[[ Records provided open ]]

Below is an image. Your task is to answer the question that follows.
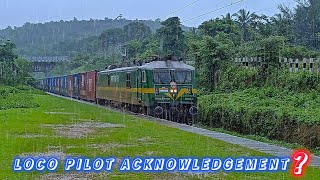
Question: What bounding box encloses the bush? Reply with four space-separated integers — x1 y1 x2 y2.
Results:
15 85 47 95
217 64 320 93
0 86 40 110
198 88 320 149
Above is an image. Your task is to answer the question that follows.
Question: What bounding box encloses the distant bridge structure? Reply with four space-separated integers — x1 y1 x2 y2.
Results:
23 56 69 76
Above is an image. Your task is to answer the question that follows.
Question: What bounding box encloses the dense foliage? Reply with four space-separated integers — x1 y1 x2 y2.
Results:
187 0 320 150
217 64 320 92
0 19 167 56
157 17 185 57
0 86 41 110
198 86 320 149
0 38 33 85
1 1 319 79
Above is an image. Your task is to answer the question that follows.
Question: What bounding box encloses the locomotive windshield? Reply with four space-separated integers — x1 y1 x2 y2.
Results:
154 70 171 84
174 70 192 83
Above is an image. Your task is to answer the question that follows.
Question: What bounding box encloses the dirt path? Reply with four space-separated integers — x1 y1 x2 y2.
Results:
47 93 320 167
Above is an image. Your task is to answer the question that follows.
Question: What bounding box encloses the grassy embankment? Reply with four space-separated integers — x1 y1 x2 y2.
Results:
198 65 320 154
1 86 319 179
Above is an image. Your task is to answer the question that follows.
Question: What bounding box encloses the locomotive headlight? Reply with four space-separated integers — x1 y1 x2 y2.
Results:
171 88 177 94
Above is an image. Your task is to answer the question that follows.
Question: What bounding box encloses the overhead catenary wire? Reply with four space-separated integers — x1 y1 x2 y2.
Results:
162 0 202 19
182 0 246 23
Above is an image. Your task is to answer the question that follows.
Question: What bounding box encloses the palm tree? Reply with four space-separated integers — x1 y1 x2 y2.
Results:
271 5 294 40
222 13 232 21
233 9 256 43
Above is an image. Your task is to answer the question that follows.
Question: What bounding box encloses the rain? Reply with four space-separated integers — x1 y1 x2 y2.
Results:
1 0 320 179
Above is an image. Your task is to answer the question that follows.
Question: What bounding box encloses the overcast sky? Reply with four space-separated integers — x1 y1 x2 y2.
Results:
0 0 297 29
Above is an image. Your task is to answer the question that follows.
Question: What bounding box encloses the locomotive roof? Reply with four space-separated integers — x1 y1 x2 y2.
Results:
140 60 195 70
99 60 194 73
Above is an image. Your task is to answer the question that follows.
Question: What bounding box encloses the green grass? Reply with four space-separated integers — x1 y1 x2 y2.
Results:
0 85 43 110
0 92 320 179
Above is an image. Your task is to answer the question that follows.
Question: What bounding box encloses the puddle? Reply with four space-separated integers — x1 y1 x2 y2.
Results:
40 173 107 180
45 112 78 115
87 143 133 152
20 151 68 161
41 122 125 138
16 134 48 138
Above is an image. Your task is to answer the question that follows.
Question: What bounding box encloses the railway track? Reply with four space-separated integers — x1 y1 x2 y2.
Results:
47 92 320 167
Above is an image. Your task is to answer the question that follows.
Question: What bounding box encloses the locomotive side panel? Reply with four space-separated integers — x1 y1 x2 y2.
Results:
140 69 155 107
96 69 140 105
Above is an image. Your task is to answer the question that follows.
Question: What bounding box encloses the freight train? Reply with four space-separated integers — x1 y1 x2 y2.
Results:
36 58 198 124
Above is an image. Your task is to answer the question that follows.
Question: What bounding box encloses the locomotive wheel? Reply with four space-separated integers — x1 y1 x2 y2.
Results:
131 105 139 113
169 107 179 122
142 106 147 115
147 107 154 116
181 109 188 124
164 109 169 120
169 108 172 121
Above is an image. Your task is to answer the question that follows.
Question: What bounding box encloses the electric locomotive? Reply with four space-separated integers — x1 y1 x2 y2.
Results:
96 58 198 123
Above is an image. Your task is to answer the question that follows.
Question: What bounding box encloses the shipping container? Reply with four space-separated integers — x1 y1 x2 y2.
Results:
49 77 55 93
67 75 73 97
72 74 80 99
60 76 68 96
85 71 97 101
46 78 50 92
79 72 87 100
54 77 60 94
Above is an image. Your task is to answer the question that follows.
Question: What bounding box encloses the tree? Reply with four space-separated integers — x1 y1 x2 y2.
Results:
0 39 17 84
126 40 141 58
269 5 295 43
0 38 32 85
157 17 185 57
14 57 32 84
138 37 161 59
198 16 240 45
123 22 152 41
99 28 125 48
186 32 236 89
294 0 320 49
233 9 257 42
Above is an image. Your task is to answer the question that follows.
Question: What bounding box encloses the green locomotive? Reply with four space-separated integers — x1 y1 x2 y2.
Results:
96 58 198 123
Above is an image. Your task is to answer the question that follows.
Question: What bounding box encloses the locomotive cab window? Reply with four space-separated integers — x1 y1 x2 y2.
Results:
174 70 192 84
126 72 131 88
154 70 171 84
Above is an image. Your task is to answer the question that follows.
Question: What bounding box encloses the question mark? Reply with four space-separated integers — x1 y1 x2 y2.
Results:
292 150 311 177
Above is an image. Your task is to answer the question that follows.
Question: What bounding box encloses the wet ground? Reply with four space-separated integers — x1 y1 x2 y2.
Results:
48 93 320 167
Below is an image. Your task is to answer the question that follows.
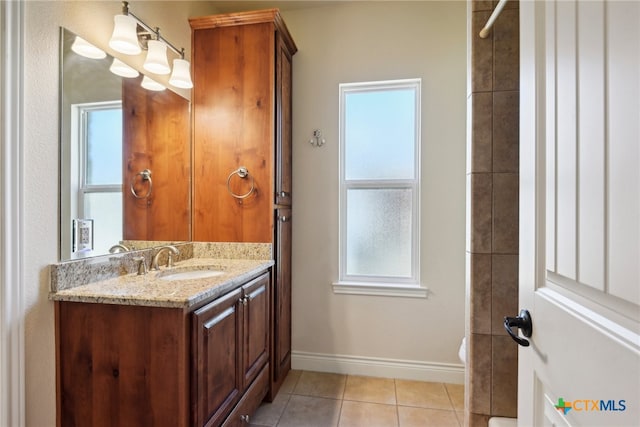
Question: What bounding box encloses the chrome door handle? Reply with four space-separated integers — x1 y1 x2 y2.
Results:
504 309 532 347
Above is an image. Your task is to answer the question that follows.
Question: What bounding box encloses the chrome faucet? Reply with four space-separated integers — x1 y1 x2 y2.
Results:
109 243 130 253
152 245 179 270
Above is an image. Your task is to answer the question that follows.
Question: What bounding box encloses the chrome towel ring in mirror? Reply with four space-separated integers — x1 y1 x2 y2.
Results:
227 166 256 200
131 169 153 199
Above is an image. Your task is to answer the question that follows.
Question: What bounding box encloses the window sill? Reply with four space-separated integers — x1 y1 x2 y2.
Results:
332 281 428 298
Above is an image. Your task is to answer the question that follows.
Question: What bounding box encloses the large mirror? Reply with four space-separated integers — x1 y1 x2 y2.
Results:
59 28 191 260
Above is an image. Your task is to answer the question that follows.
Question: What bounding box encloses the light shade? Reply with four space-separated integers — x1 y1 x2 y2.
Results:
71 36 106 59
143 40 171 75
169 58 193 89
141 76 166 91
109 58 139 78
109 14 141 55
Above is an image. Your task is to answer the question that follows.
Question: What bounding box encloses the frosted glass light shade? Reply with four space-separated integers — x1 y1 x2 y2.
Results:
109 58 139 78
109 14 141 55
141 76 165 91
143 40 170 75
169 58 193 89
71 36 106 59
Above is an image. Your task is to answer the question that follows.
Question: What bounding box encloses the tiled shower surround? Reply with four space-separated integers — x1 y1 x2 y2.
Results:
465 1 519 426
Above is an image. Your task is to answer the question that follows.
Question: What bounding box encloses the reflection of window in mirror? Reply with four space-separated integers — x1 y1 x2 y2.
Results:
71 101 123 256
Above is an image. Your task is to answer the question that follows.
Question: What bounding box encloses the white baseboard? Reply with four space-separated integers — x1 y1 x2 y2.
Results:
291 351 465 384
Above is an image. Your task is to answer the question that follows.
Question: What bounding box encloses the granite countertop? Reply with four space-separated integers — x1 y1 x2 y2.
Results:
50 257 274 310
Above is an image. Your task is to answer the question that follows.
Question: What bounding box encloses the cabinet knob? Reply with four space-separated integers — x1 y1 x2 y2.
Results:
280 215 290 223
240 414 250 423
279 191 289 198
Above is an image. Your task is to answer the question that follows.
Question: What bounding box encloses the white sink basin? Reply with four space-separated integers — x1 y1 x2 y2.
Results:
158 268 225 281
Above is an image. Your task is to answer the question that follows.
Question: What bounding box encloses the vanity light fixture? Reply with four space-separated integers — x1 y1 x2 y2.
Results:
143 39 171 75
109 13 141 55
109 58 139 78
141 75 166 91
108 1 193 89
71 36 106 59
169 58 193 89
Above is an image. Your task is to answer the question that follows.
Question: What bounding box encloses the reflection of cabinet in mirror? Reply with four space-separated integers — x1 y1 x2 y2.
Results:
190 9 296 399
122 76 191 241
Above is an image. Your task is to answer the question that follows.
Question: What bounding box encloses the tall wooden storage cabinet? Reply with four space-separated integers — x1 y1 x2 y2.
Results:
190 9 296 399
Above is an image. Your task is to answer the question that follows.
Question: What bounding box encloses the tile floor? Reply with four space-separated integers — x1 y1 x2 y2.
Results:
250 370 464 427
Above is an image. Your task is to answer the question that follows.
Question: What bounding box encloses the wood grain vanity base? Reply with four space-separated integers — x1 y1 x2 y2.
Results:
55 271 271 427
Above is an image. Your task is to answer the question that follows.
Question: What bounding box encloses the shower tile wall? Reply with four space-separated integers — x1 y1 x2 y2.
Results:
465 1 519 426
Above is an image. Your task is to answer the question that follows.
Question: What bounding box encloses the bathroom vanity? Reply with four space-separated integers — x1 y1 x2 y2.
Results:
51 246 274 427
56 7 296 425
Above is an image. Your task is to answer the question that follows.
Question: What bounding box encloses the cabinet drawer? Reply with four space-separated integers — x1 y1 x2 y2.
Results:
222 364 270 427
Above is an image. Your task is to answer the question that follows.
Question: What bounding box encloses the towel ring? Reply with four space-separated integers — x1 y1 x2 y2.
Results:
130 169 153 199
227 166 255 200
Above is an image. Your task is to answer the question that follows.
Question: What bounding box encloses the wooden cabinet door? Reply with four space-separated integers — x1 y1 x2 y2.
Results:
242 273 270 389
275 35 293 207
273 209 292 381
193 288 243 427
191 23 274 243
56 302 190 427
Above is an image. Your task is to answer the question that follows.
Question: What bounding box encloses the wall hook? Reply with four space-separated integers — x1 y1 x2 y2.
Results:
309 129 326 147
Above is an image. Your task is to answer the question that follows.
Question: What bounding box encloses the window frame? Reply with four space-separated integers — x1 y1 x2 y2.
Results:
334 79 426 298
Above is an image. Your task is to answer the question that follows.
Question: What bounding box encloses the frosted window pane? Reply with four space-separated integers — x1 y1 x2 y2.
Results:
345 89 416 180
84 192 122 254
86 108 122 185
346 188 412 277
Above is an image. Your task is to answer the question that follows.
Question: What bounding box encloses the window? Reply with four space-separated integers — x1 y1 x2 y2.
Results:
71 101 123 256
335 79 426 297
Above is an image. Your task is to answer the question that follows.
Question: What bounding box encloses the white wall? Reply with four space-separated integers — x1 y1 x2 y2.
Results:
23 2 217 425
281 1 467 379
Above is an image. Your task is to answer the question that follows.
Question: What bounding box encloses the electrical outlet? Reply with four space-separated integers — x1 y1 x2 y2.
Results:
72 219 94 253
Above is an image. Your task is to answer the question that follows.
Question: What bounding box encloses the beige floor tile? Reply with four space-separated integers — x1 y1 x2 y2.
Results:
250 371 465 427
294 371 347 399
343 375 397 405
251 392 290 427
278 395 342 427
445 383 465 411
338 400 398 427
395 380 453 410
398 406 460 427
280 370 303 394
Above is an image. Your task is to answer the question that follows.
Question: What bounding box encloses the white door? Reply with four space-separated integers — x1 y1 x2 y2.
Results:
518 0 640 426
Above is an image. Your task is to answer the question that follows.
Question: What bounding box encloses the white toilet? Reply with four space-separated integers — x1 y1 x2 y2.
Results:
458 337 466 364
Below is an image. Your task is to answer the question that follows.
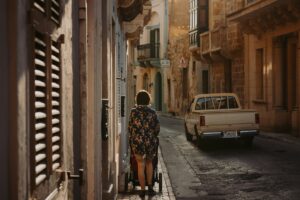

[[ Records provided closed ]]

Pull every line that holds the string "shade" out of the records.

> _Result of the exercise_:
Question: What bounding box encloses the light shade? Reply with four space-separated integers — x1 y1 x2 y2.
Question: What bounding box encloses the frosted glass light shade? Reply with four space-separated integers — x1 y1 x2 y2.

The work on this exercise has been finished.